§ **Assigned task**
Locate each line in the material that contains the word "appear" and copy those lines out in full.

Collected data entries:
☆ ☆ ☆

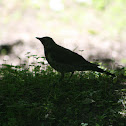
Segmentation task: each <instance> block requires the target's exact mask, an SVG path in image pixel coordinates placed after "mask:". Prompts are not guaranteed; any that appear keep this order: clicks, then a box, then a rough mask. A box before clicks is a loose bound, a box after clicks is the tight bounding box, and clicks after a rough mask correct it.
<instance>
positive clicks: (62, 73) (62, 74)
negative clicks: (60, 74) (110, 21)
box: [59, 73, 64, 81]
mask: <svg viewBox="0 0 126 126" xmlns="http://www.w3.org/2000/svg"><path fill="white" fill-rule="evenodd" d="M63 78H64V73H61V78H60V80H59V81H62V80H63Z"/></svg>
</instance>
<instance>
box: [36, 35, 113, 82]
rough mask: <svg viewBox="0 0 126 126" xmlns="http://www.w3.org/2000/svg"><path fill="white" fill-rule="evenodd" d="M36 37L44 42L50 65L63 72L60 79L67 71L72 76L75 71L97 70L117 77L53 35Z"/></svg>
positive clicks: (69, 78)
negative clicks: (77, 53)
mask: <svg viewBox="0 0 126 126" xmlns="http://www.w3.org/2000/svg"><path fill="white" fill-rule="evenodd" d="M36 39H38V40H40V42H41V43H42V44H43V46H44V53H45V57H46V60H47V61H48V63H49V64H50V66H51V67H52V68H54V69H55V70H56V71H58V72H60V73H61V78H60V80H62V79H63V78H64V75H65V73H69V72H71V75H70V78H71V77H72V75H73V73H74V72H75V71H97V72H100V73H105V74H107V75H111V76H112V77H115V74H112V73H110V72H108V71H105V70H103V69H101V68H99V67H98V66H99V65H97V64H95V63H91V62H89V61H87V60H85V59H84V58H83V57H82V56H81V55H79V54H77V53H75V52H73V51H71V50H69V49H67V48H64V47H62V46H60V45H58V44H56V43H55V41H54V40H53V39H52V38H51V37H48V36H45V37H36ZM70 78H69V79H70Z"/></svg>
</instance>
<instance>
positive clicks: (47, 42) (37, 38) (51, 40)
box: [36, 37, 55, 48]
mask: <svg viewBox="0 0 126 126" xmlns="http://www.w3.org/2000/svg"><path fill="white" fill-rule="evenodd" d="M36 38H37V39H38V40H40V41H41V43H42V44H43V46H44V48H49V47H51V46H53V45H54V44H55V42H54V41H53V39H52V38H50V37H42V38H39V37H36Z"/></svg>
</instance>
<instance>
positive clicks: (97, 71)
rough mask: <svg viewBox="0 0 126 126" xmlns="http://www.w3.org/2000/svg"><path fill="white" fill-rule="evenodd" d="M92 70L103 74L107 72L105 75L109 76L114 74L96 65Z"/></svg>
mask: <svg viewBox="0 0 126 126" xmlns="http://www.w3.org/2000/svg"><path fill="white" fill-rule="evenodd" d="M94 71H97V72H101V73H105V74H107V75H111V76H113V77H115V74H112V73H110V72H108V71H105V70H103V69H101V68H98V67H95V68H94Z"/></svg>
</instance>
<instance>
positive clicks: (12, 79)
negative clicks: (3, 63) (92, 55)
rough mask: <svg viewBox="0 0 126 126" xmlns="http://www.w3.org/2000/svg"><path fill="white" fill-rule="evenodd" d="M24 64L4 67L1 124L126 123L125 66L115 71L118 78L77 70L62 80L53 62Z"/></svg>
mask: <svg viewBox="0 0 126 126" xmlns="http://www.w3.org/2000/svg"><path fill="white" fill-rule="evenodd" d="M23 66H25V65H23ZM23 66H22V65H20V66H12V65H8V64H3V65H2V67H1V69H0V101H1V102H0V125H1V126H31V125H32V126H87V125H88V126H124V124H125V122H126V120H125V117H126V115H125V113H126V111H125V109H126V107H125V104H126V103H125V99H126V97H125V95H126V89H125V85H124V82H125V81H126V79H123V78H122V77H121V76H122V75H125V74H126V73H125V70H124V69H123V70H120V71H121V72H119V70H118V71H115V73H116V75H118V76H119V77H116V78H111V77H110V76H107V75H105V74H100V73H97V72H81V73H80V72H77V73H75V74H74V75H73V77H72V78H71V80H70V81H69V82H67V80H68V78H69V76H70V75H69V74H66V76H65V78H64V80H63V81H61V82H59V78H60V74H59V73H57V72H55V71H54V70H53V69H52V68H51V67H50V66H47V69H46V70H43V69H40V66H39V65H37V66H34V69H33V70H32V71H29V68H27V69H26V68H25V67H23ZM29 67H30V66H29Z"/></svg>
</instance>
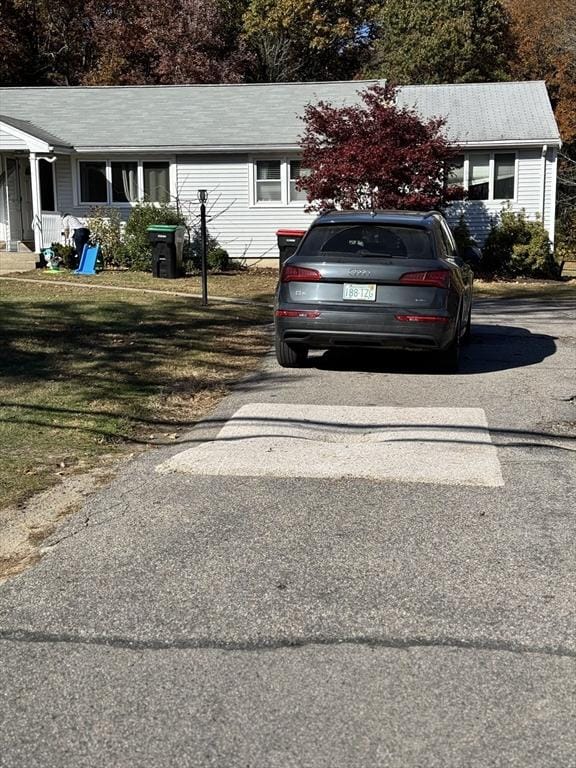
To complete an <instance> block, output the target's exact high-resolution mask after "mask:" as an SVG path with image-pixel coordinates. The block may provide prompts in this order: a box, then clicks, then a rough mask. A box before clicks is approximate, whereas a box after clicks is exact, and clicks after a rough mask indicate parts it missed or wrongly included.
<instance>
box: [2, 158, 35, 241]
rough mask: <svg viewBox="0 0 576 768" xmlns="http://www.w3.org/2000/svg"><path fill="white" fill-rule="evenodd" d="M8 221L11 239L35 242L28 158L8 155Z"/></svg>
mask: <svg viewBox="0 0 576 768" xmlns="http://www.w3.org/2000/svg"><path fill="white" fill-rule="evenodd" d="M6 177H7V189H8V222H9V226H10V241H11V243H12V244H13V245H14V244H15V243H16V242H18V241H25V242H32V243H33V242H34V230H33V229H32V219H33V213H32V210H33V209H32V179H31V176H30V162H29V160H28V159H27V158H21V157H7V158H6Z"/></svg>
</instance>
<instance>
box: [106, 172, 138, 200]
mask: <svg viewBox="0 0 576 768" xmlns="http://www.w3.org/2000/svg"><path fill="white" fill-rule="evenodd" d="M110 166H111V168H112V202H113V203H135V202H137V201H138V163H132V162H131V163H110Z"/></svg>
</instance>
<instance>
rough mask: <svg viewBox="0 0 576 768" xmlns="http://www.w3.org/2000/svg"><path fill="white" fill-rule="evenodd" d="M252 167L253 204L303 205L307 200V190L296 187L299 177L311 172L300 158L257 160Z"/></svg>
mask: <svg viewBox="0 0 576 768" xmlns="http://www.w3.org/2000/svg"><path fill="white" fill-rule="evenodd" d="M251 168H252V171H251V173H252V190H253V191H252V198H251V199H252V202H253V204H255V205H260V204H263V205H267V204H268V205H270V204H274V205H276V206H279V205H280V206H284V205H301V204H302V203H303V202H304V201H305V200H306V192H304V191H300V190H299V189H297V188H296V185H297V182H298V179H301V178H302V177H303V176H306V175H308V173H309V171H308V169H307V168H303V167H302V163H301V162H300V160H296V159H290V158H277V159H270V160H255V161H254V162H253V163H252V164H251Z"/></svg>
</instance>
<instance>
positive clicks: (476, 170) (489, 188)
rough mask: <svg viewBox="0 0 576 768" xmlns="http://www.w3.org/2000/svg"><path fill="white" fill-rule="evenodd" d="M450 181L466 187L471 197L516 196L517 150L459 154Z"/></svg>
mask: <svg viewBox="0 0 576 768" xmlns="http://www.w3.org/2000/svg"><path fill="white" fill-rule="evenodd" d="M448 184H449V185H451V186H452V185H458V186H462V187H464V189H465V190H466V191H467V196H468V199H469V200H513V199H514V194H515V189H516V153H515V152H470V153H467V154H466V155H460V156H459V157H458V158H456V161H455V167H454V168H453V169H452V170H451V171H450V173H449V176H448Z"/></svg>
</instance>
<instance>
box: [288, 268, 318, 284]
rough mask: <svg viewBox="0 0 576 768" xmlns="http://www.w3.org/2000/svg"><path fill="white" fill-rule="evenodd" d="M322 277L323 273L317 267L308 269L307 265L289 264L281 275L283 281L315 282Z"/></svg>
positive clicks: (297, 281) (303, 282) (293, 282)
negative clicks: (291, 265) (313, 268)
mask: <svg viewBox="0 0 576 768" xmlns="http://www.w3.org/2000/svg"><path fill="white" fill-rule="evenodd" d="M321 279H322V275H321V274H320V272H318V270H316V269H307V268H306V267H293V266H291V265H290V264H287V265H286V266H285V267H284V268H283V270H282V275H281V277H280V282H281V283H294V282H298V283H315V282H317V281H318V280H321Z"/></svg>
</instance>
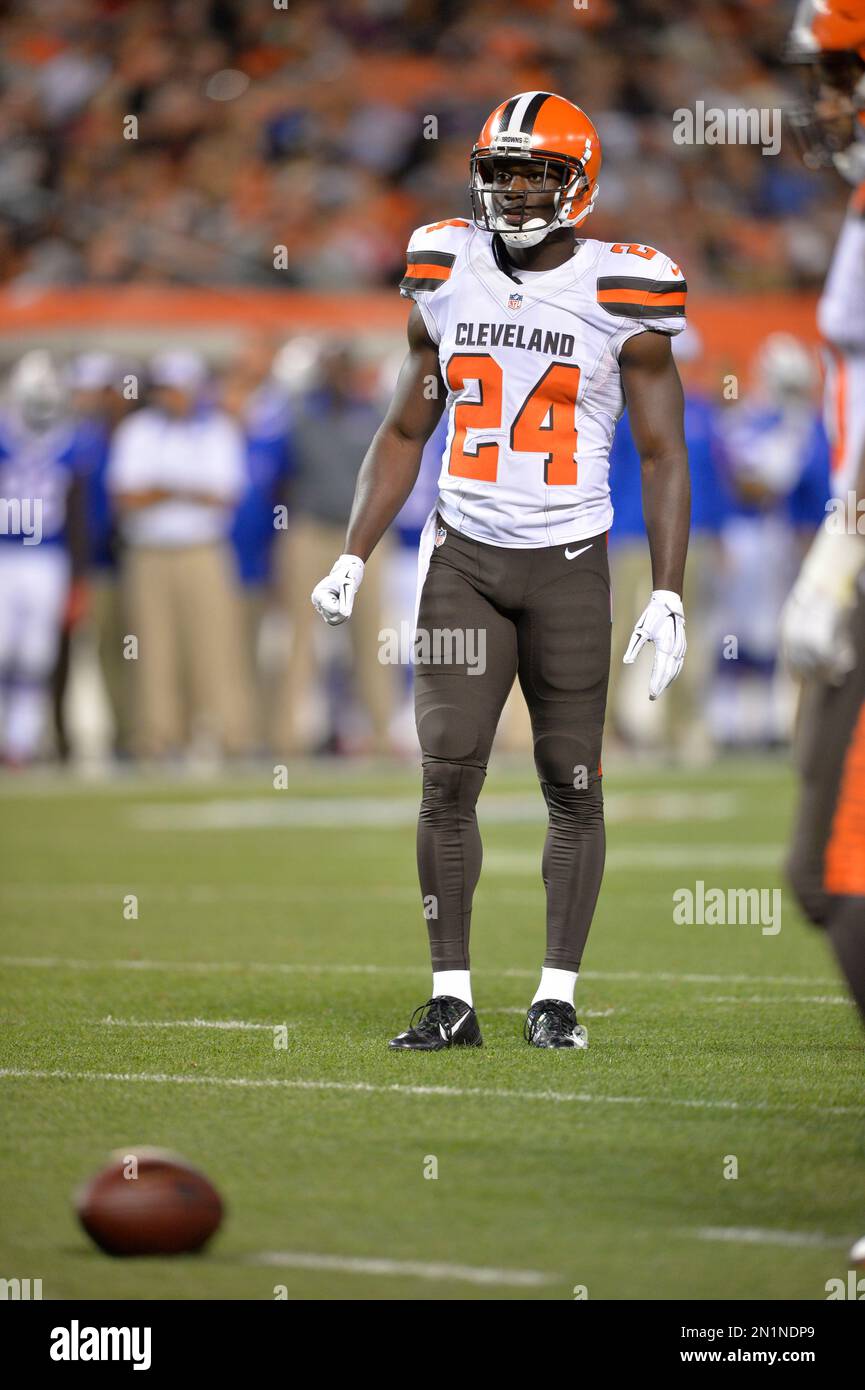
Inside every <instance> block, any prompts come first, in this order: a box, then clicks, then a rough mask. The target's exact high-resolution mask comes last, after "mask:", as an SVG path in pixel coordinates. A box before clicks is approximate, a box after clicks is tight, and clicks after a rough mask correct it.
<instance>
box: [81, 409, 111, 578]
mask: <svg viewBox="0 0 865 1390" xmlns="http://www.w3.org/2000/svg"><path fill="white" fill-rule="evenodd" d="M110 445H111V430H110V427H108V424H107V421H104V420H81V421H79V423H78V424H76V427H75V434H74V438H72V459H74V464H75V471H76V473H81V474H82V477H83V480H85V496H86V513H88V549H89V559H90V564H93V566H95V567H96V569H99V570H110V569H113V567H114V564H115V553H114V507H113V503H111V498H110V495H108V489H107V486H106V473H107V468H108V457H110Z"/></svg>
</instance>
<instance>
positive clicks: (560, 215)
mask: <svg viewBox="0 0 865 1390" xmlns="http://www.w3.org/2000/svg"><path fill="white" fill-rule="evenodd" d="M599 168H601V143H599V139H598V132H597V131H595V128H594V125H592V124H591V121H590V120H588V117H587V115H585V113H584V111H581V110H580V107H577V106H574V104H573V103H572V101H567V100H565V99H563V97H560V96H555V95H552V93H549V92H522V93H520V95H517V96H513V97H510V99H509V100H508V101H502V103H501V106H498V107H496V108H495V111H494V113H492V114H491V115H490V118H488V120H487V122H485V125H484V128H483V131H481V133H480V138H478V140H477V145H476V146H474V149H473V152H471V160H470V196H471V218H470V220H467V218H460V217H456V218H448V220H445V221H441V222H434V224H432V225H428V227H421V228H419V229H417V231H416V232H414V234H413V235H412V239H410V242H409V250H407V265H406V274H405V278H403V281H402V284H401V291H402V293H403V295H405V296H407V297H409V299H412V300H413V302H414V306H413V309H412V313H410V317H409V329H407V332H409V353H407V357H406V360H405V366H403V368H402V374H401V377H399V382H398V385H396V391H395V395H394V400H392V404H391V407H389V410H388V414H387V417H385V420H384V423H382V425H381V428H380V430H378V432H377V435H375V438H374V441H373V445H371V448H370V450H369V453H367V456H366V459H364V463H363V466H362V468H360V474H359V478H357V491H356V496H355V506H353V512H352V516H350V521H349V528H348V535H346V542H345V553H343V555H341V556H339V559H338V560H337V563H335V564H334V567H332V570H331V573H330V575H327V578H324V580H323V581H321V582H320V584H318V585H317V587H316V589H314V591H313V603H314V606H316V607H317V610H318V612H320V613H321V616H323V617H324V619H325V621H328V623H342V621H345V619H348V617H349V614H350V612H352V605H353V602H355V595H356V592H357V589H359V587H360V582H362V580H363V567H364V562H366V560H367V557H369V555H370V552H371V550H373V548H374V546H375V543H377V542H378V539H380V538H381V535H382V534H384V531H385V530H387V528H388V527H389V524H391V523H392V520H394V517H395V516H396V513H398V512H399V509H401V506H402V505H403V502H405V499H406V496H407V495H409V492H410V491H412V486H413V484H414V478H416V475H417V468H419V463H420V456H421V450H423V446H424V441H426V439H427V438H428V435H430V434H431V432H432V430H434V427H435V424H437V420H438V417H439V414H441V410H442V402H446V411H448V435H446V441H445V449H444V457H442V467H441V477H439V489H438V500H437V506H435V509H434V512H432V513H431V514H430V518H428V521H427V525H426V528H424V534H423V537H421V543H420V557H419V613H417V641H419V648H417V652H419V656H417V657H416V687H414V688H416V721H417V735H419V739H420V746H421V751H423V799H421V806H420V819H419V827H417V863H419V873H420V890H421V897H423V902H424V916H426V919H427V926H428V934H430V947H431V955H432V995H431V998H430V999H428V1001H427V1002H426V1004H423V1005H421V1006H420V1009H417V1011H416V1015H414V1016H413V1019H412V1022H410V1024H409V1027H407V1029H406V1031H403V1033H401V1034H399V1036H398V1037H395V1038H394V1040H392V1041H391V1047H392V1048H399V1049H417V1051H438V1049H441V1048H448V1047H455V1045H459V1047H480V1044H481V1031H480V1026H478V1019H477V1015H476V1012H474V1008H473V995H471V979H470V972H469V927H470V920H471V899H473V894H474V888H476V884H477V881H478V876H480V870H481V840H480V834H478V826H477V819H476V803H477V799H478V794H480V791H481V785H483V783H484V777H485V771H487V760H488V758H490V749H491V745H492V739H494V735H495V728H496V724H498V719H499V714H501V712H502V706H503V703H505V701H506V698H508V694H509V691H510V688H512V685H513V681H515V678H517V677H519V681H520V685H522V689H523V694H524V696H526V701H527V705H528V710H530V716H531V727H533V739H534V762H535V769H537V774H538V778H540V783H541V791H542V794H544V799H545V802H547V808H548V812H549V824H548V831H547V841H545V847H544V856H542V866H541V867H542V876H544V883H545V888H547V954H545V956H544V965H542V969H541V979H540V986H538V990H537V992H535V997H534V999H533V1001H531V1005H530V1008H528V1012H527V1016H526V1024H524V1037H526V1040H527V1041H528V1042H530V1044H531V1045H534V1047H542V1048H584V1047H585V1045H587V1036H585V1029H584V1027H583V1026H581V1024H580V1023H579V1022H577V1016H576V1012H574V1005H573V998H574V984H576V980H577V972H579V969H580V960H581V956H583V948H584V945H585V938H587V935H588V930H590V926H591V920H592V913H594V909H595V902H597V898H598V891H599V887H601V877H602V872H604V853H605V837H604V801H602V794H601V737H602V730H604V712H605V702H606V682H608V674H609V648H611V594H609V570H608V560H606V532H608V531H609V527H611V523H612V507H611V502H609V486H608V471H609V464H608V459H609V448H611V441H612V436H613V430H615V425H616V420H617V418H619V416H620V414H622V411H623V409H624V404H626V402H627V406H629V410H630V420H631V428H633V434H634V439H636V442H637V446H638V449H640V455H641V463H642V499H644V510H645V521H647V528H648V537H649V550H651V559H652V580H654V591H652V594H651V595H649V596H648V603H647V606H645V610H644V613H642V616H641V617H640V620H638V623H637V627H636V630H634V634H633V638H631V642H630V645H629V649H627V652H626V656H624V660H626V662H629V663H631V662H634V659H636V656H637V653H638V652H640V651H641V648H642V646H644V645H645V644H647V642H651V644H652V645H654V649H655V655H654V664H652V671H651V676H649V698H651V699H656V698H658V696H659V695H661V694H662V691H663V689H665V688H666V687H668V685H669V684H670V681H672V680H674V677H676V676H677V674H679V671H680V669H681V663H683V657H684V652H686V637H684V613H683V607H681V585H683V573H684V560H686V550H687V535H688V510H690V489H688V468H687V453H686V445H684V434H683V395H681V385H680V381H679V374H677V371H676V367H674V364H673V354H672V352H670V338H672V335H674V334H679V332H681V329H683V328H684V302H686V282H684V275H683V272H681V270H680V267H679V265H676V264H673V261H672V260H670V259H669V257H668V256H665V254H663V252H659V250H655V249H654V247H652V246H641V245H630V243H622V242H616V243H611V245H608V243H604V242H597V240H591V239H587V238H585V236H584V234H583V224H584V222H585V218H587V217H588V214H590V213H591V210H592V206H594V202H595V197H597V193H598V172H599ZM360 602H363V598H362V599H360ZM455 632H456V635H458V638H462V639H463V641H458V642H456V644H455V646H453V648H452V651H451V653H448V655H449V659H446V660H445V659H442V656H444V655H445V653H444V652H442V649H441V646H439V648H438V649H437V646H435V637H437V634H439V635H442V637H445V638H452V637H453V635H455ZM424 639H426V652H427V655H428V657H430V659H427V657H426V656H424V657H423V659H420V653H423V652H424ZM481 652H483V656H484V659H483V662H481V660H474V659H470V657H477V656H478V653H481Z"/></svg>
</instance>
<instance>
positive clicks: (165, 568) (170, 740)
mask: <svg viewBox="0 0 865 1390" xmlns="http://www.w3.org/2000/svg"><path fill="white" fill-rule="evenodd" d="M150 382H152V388H153V389H152V403H150V404H147V406H145V407H143V409H142V410H139V411H136V413H135V414H134V416H131V417H129V418H128V420H124V421H122V424H121V425H120V427H118V430H117V434H115V435H114V441H113V445H111V457H110V461H108V488H110V491H111V495H113V496H114V500H115V503H117V507H118V513H120V527H121V532H122V538H124V542H125V550H124V557H122V567H124V588H125V602H127V613H128V621H129V634H131V635H132V637H134V638H135V639H136V642H138V651H136V653H134V655H135V660H134V680H135V685H136V705H135V713H134V717H135V734H134V737H135V748H136V751H138V752H139V753H140V755H142V756H146V758H164V756H167V755H171V753H175V752H178V751H179V749H181V748H184V746H185V745H188V744H189V741H191V738H192V739H195V741H197V739H199V738H202V737H206V738H209V739H210V741H213V742H216V744H217V746H220V748H221V749H223V751H224V752H228V753H245V752H248V751H249V746H250V710H249V677H248V669H246V646H245V644H243V641H242V638H241V617H239V607H238V595H236V578H235V570H234V559H232V555H231V548H229V545H228V531H229V527H231V516H232V509H234V506H235V505H236V500H238V498H239V496H241V493H242V491H243V482H245V460H243V439H242V435H241V432H239V430H238V427H236V424H235V423H234V420H231V417H229V416H227V414H225V413H223V411H221V410H214V409H211V407H207V406H204V404H202V403H200V402H202V393H203V389H204V382H206V368H204V364H203V361H202V359H200V357H197V356H195V354H193V353H189V352H168V353H164V354H161V356H160V357H156V359H154V360H153V363H152V364H150Z"/></svg>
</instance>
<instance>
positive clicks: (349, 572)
mask: <svg viewBox="0 0 865 1390" xmlns="http://www.w3.org/2000/svg"><path fill="white" fill-rule="evenodd" d="M362 580H363V560H360V559H359V557H357V556H356V555H341V556H339V559H338V560H337V563H335V566H334V569H332V570H331V573H330V574H328V575H327V578H325V580H321V582H320V584H316V588H314V589H313V592H312V600H313V607H314V609H316V612H317V613H321V617H323V619H324V621H325V623H330V624H331V627H337V624H338V623H345V620H346V617H350V616H352V609H353V606H355V595H356V592H357V589H359V588H360V581H362Z"/></svg>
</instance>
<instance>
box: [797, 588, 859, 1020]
mask: <svg viewBox="0 0 865 1390" xmlns="http://www.w3.org/2000/svg"><path fill="white" fill-rule="evenodd" d="M852 639H854V645H855V651H857V656H858V660H857V664H855V667H854V670H852V671H851V673H850V674H848V676H847V677H846V680H844V682H843V684H841V685H827V684H826V682H825V681H818V680H812V681H807V682H805V685H804V688H802V698H801V703H800V712H798V720H797V730H795V759H797V766H798V773H800V777H801V794H800V806H798V815H797V821H795V830H794V837H793V844H791V848H790V856H789V860H787V872H789V876H790V881H791V884H793V888H794V891H795V895H797V898H798V902H800V906H801V909H802V912H804V913H805V916H807V917H808V919H809V920H811V922H812V923H815V924H816V926H820V927H825V929H826V931H827V934H829V941H830V944H832V948H833V951H834V954H836V958H837V960H839V965H840V967H841V970H843V972H844V976H846V977H847V981H848V984H850V988H851V991H852V995H854V998H855V1001H857V1005H858V1008H859V1012H861V1015H862V1019H864V1020H865V599H864V598H862V592H861V591H859V600H858V605H857V609H855V613H854V619H852Z"/></svg>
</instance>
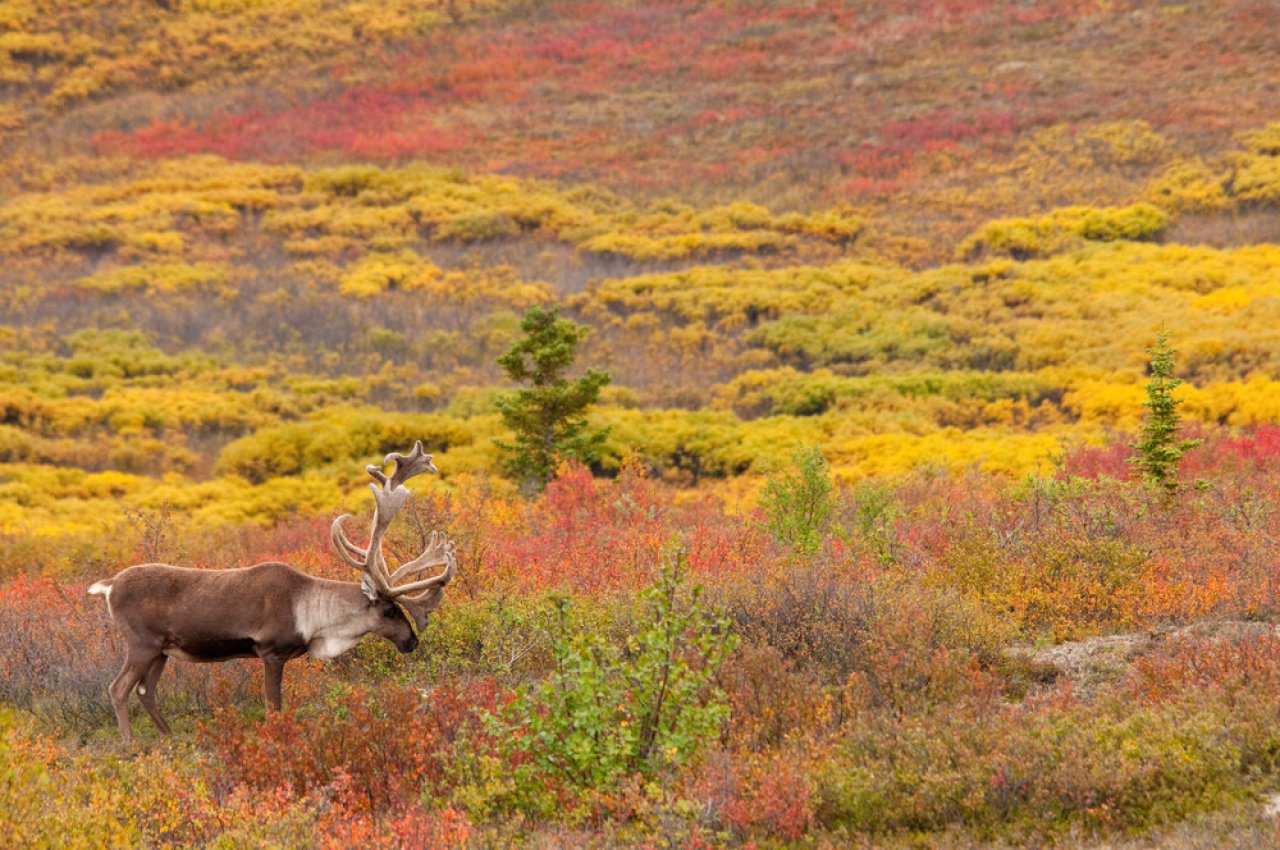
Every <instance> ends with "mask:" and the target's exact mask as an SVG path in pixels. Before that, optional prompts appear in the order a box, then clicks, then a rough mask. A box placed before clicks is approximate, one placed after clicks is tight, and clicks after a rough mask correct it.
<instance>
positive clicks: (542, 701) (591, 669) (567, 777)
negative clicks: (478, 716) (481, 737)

☆ ☆ ☆

§ **Exercise solution**
Segmentation task: each <instance> block requires the target's exact mask, an SVG path in image pixel coordinates placed after "mask:". Prompts are not guaranteed; any that appear keep this order: clicks, then a box, then a rough mask. A box before clicks is a loose bound, a box after clicks is the tight bounding box, and clicks after a rough mask correct it.
Every <instance> ends with "mask:" and the target's exact mask as an SVG path in pixels. Before that, optional prompts appear in the order a box, then clicks, then a rough mask. A box placed before clicks is approximate, one placed after clicks is tight, and clicks after a rough mask correct it.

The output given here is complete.